> **Passage for review**

-.-.-

I stopped working overtime and booked a needed eye operation so I could finally take some time off. I started using my vacation time to go to job interviews. I exercised and made a conscious effort to forget about work after hours.
The Performance Review - sort of
After I worked there for six months, Jim decided to do a performance review. We had such a busy morning that it was lunch time before we could meet. When we did get together, I could tell he was ready to tell me what a lousy job I was doing.
Every time he started to talk, the phone would ring. Since he demanded that I be totally devoted to his customers, I had to answer it time and time again. I couldn't help wondering if God did not have a sense of humor about this situation and inspired customers to call at what was normally a quiet time.
He finally had to reluctantly let me go for a very late lunch. Very little was said about my performance after that.
Nothing I could say could pull Jim out of his perfectionism and give him a realistic expectation of what I could do in this job. For the sake of my own sanity, I had to find another position that was definitely not customer service.
Lessons learned from this experience
I realized that when Jim criticized me, he was trying to control me. Somewhere in his twisted logic, he may have thought that his bullying would make me perform better. The opposite was true.
I felt stupid and incompetent, so I made even more mistakes. Jim was oblivous to my feelings as he tried just about everything to make me perfect or punish me for being imperfect.
This experience taught me that many things drive people's need to be perfect.
Power and control: Perfectionism gives these demanding people a sense of power and control over their environment, and consequently their lives. This is just a fake state, however. No one really has full control over life. As perfectionists grow older, they become more anxious because they just do not have the energy to keep all the balls in the air.
The need to feel OK: Perfectionism give people a false sense of security that everything was going to be OK. The problem is that people are flawed and are going to make mistakes. Perfectionists may be compensating for a deep-seated low self-esteem.
Anxiety: Some people may use perfectionism to ease their sense of inadequacy. The less perfect things are, the more anxious they feel.
Fear: Jim's motivation was not only control, but fear. If orders weren't perfect, we would lose customers. If I made a mistake, it will make the company look bad. He seemed to drive himself to the breaking point just to appease customers. He looked like a heart attack victim in the making.
The toxic effects of perfectionism
People who pursue perfectionism is angry, nervous, and frustrated. They can't relax and enjoy life because they are constantly trying to cover up or compensate for their inadequacies instead of accepting them. As they age, they have less energy, so their negative emotions escalate.

-.-.-

> **Complete the following**
• 1. Rewrite the part of the passage on perfectionism starting at "Every time he" and ending at "opposite was true.", replacing "customers" with "clients".
• 2. For each statement, say yes or no to whether it agrees with the passage on perfectionism, and quote the words that decide it: (a) Jim held the performance review after the writer had worked there for six months. (b) The writer left to take another customer service position. (c) Jim's bullying made the writer perform better.

-.-.-

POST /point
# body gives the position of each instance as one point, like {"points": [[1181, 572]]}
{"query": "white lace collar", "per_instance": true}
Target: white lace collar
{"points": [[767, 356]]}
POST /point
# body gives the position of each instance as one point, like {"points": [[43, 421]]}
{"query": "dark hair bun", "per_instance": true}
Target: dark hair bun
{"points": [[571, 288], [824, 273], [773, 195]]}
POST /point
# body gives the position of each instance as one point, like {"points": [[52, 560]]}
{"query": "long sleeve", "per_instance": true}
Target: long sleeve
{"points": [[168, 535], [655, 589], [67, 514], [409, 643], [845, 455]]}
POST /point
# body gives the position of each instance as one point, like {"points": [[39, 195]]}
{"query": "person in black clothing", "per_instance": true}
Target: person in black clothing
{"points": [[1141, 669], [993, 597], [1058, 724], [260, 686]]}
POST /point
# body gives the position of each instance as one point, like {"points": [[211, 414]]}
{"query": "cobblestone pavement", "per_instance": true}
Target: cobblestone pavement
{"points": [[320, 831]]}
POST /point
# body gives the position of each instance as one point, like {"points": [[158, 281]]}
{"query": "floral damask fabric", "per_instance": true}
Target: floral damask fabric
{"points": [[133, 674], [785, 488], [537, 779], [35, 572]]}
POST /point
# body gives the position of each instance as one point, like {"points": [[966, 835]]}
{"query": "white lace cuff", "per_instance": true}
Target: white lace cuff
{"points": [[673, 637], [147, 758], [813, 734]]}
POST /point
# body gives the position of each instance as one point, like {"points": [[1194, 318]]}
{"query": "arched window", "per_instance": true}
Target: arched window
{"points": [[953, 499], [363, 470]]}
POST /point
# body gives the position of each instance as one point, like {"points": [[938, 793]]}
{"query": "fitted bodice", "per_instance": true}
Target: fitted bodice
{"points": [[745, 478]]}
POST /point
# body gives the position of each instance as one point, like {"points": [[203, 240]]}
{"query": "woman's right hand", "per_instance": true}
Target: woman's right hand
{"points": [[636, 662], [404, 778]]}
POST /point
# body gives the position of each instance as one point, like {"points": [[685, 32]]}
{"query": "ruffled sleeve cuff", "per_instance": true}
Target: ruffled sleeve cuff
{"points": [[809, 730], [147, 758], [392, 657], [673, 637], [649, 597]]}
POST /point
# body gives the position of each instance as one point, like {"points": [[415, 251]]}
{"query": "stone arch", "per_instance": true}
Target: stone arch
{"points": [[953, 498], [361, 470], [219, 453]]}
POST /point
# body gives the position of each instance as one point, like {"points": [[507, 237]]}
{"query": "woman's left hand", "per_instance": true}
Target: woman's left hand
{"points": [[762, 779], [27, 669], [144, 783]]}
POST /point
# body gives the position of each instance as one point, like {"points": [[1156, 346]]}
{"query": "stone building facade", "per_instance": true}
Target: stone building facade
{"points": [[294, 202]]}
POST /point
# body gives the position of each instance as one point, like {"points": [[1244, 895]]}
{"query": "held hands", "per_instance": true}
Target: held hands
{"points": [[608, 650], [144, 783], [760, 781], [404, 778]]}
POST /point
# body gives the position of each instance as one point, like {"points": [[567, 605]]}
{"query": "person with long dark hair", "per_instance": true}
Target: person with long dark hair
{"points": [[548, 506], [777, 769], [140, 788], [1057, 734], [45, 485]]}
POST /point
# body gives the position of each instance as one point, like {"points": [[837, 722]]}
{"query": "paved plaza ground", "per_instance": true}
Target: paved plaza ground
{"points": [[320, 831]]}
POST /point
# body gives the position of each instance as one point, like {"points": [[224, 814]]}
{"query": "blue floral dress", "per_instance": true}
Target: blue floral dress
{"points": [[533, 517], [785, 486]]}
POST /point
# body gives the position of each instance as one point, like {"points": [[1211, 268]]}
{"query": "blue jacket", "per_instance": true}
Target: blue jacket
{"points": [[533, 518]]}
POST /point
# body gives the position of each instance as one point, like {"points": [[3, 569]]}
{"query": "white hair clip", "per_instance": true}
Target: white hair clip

-.-.-

> **Written answers**
• 1.
Every time he started to talk, the phone would ring. Since he demanded that I be totally devoted to his clients, I had to answer it time and time again. I couldn't help wondering if God did not have a sense of humor about this situation and inspired clients to call at what was normally a quiet time.
He finally had to reluctantly let me go for a very late lunch. Very little was said about my performance after that.
Nothing I could say could pull Jim out of his perfectionism and give him a realistic expectation of what I could do in this job. For the sake of my own sanity, I had to find another position that was definitely not customer service.
Lessons learned from this experience
I realized that when Jim criticized me, he was trying to control me. Somewhere in his twisted logic, he may have thought that his bullying would make me perform better. The opposite was true.

• 2.
(a) Yes: "After I worked there for six months, Jim decided to do a performance review."
(b) No: "I had to find another position that was definitely not customer service."
(c) No: "The opposite was true."